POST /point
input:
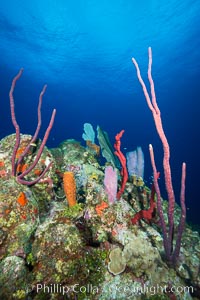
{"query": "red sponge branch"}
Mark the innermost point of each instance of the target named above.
(122, 159)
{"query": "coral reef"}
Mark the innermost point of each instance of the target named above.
(91, 249)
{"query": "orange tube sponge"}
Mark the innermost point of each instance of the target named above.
(69, 186)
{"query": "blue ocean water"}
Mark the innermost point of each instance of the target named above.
(82, 50)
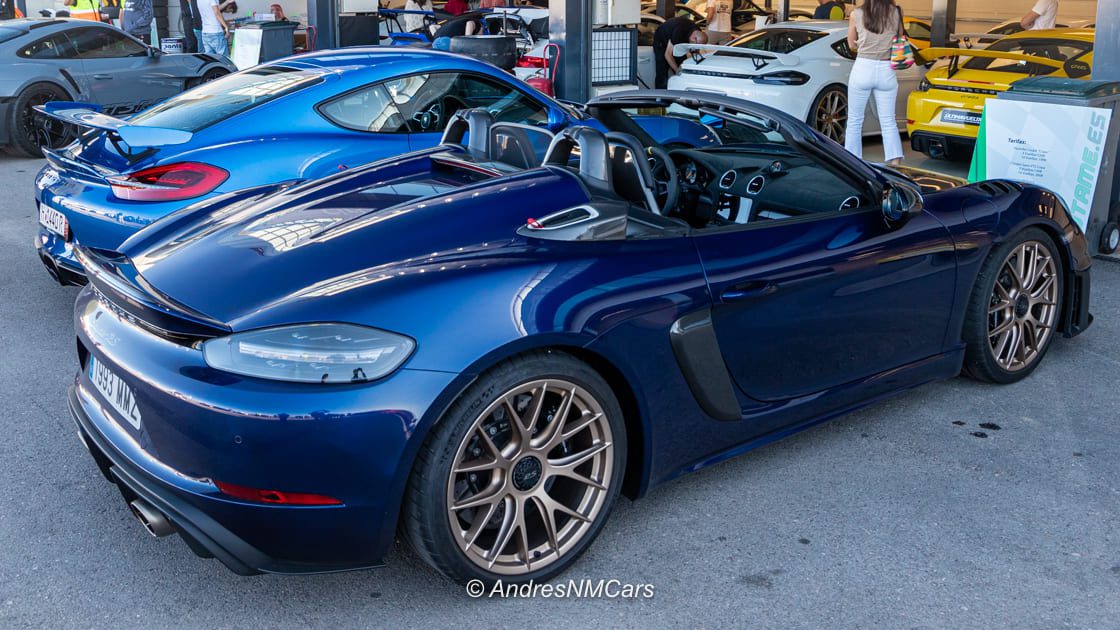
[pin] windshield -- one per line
(223, 98)
(1057, 49)
(783, 40)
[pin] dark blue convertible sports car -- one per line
(482, 354)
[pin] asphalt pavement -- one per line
(954, 506)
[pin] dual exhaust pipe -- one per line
(154, 520)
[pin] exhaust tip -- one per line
(151, 519)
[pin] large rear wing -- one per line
(954, 55)
(701, 52)
(89, 116)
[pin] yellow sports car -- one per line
(917, 31)
(943, 112)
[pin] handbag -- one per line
(902, 54)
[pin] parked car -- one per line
(297, 118)
(72, 59)
(799, 67)
(999, 31)
(943, 112)
(483, 355)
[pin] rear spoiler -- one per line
(955, 54)
(134, 299)
(761, 58)
(89, 116)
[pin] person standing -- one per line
(84, 9)
(214, 27)
(1043, 15)
(829, 10)
(673, 31)
(871, 30)
(719, 20)
(136, 19)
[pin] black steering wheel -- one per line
(432, 117)
(665, 182)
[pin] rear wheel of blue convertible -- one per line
(1015, 308)
(33, 131)
(518, 478)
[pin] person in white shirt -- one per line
(1042, 16)
(719, 20)
(414, 21)
(214, 27)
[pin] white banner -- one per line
(1054, 146)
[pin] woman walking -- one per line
(871, 29)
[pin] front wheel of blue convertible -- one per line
(1015, 308)
(519, 476)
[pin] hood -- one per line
(243, 259)
(929, 181)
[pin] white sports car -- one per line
(799, 67)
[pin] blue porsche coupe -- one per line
(483, 355)
(297, 118)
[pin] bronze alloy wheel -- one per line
(1023, 308)
(530, 476)
(830, 113)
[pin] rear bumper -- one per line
(57, 256)
(1078, 317)
(352, 443)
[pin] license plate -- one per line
(54, 221)
(960, 118)
(115, 391)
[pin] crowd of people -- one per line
(873, 28)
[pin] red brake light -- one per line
(274, 497)
(169, 182)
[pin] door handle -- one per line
(750, 288)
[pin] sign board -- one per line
(1054, 146)
(246, 47)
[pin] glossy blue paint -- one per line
(813, 316)
(279, 140)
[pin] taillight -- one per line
(786, 77)
(274, 497)
(170, 182)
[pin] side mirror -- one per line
(557, 120)
(901, 203)
(1076, 68)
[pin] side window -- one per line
(104, 43)
(505, 102)
(427, 101)
(55, 47)
(369, 109)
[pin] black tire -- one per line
(497, 49)
(982, 321)
(426, 516)
(29, 130)
(822, 117)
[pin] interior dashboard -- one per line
(730, 185)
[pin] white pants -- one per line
(868, 77)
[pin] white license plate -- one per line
(115, 391)
(54, 221)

Problem details » Everything from the line that contains "[pin] interior dashboard -- one per line" through the final line of the listing is to be restated word for word, and nothing more.

Response for this exercise »
[pin] interior dashboard -- one per line
(730, 185)
[pin] white pants -- one per line
(868, 77)
[pin] white license plate -- one per line
(115, 391)
(54, 221)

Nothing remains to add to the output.